- DATASET EXCERPTS:
=== Begin Enclosure ===

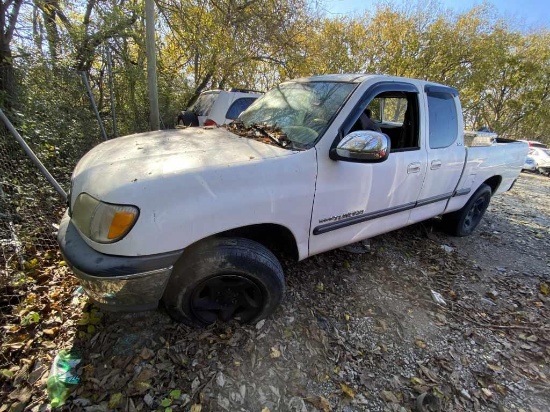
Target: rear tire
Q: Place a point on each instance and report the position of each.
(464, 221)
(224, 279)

=== End Enclosure ===
=== Begin Enclosure ===

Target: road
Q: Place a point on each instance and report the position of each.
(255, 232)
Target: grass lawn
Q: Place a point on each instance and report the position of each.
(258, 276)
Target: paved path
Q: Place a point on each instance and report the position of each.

=== End Enclosure ===

- WHAT TO DO:
Search the lines above for the string "Target", then show every one that has it.

- TASK SOLUTION:
Target: rear tire
Target: road
Target: grass lawn
Target: paved path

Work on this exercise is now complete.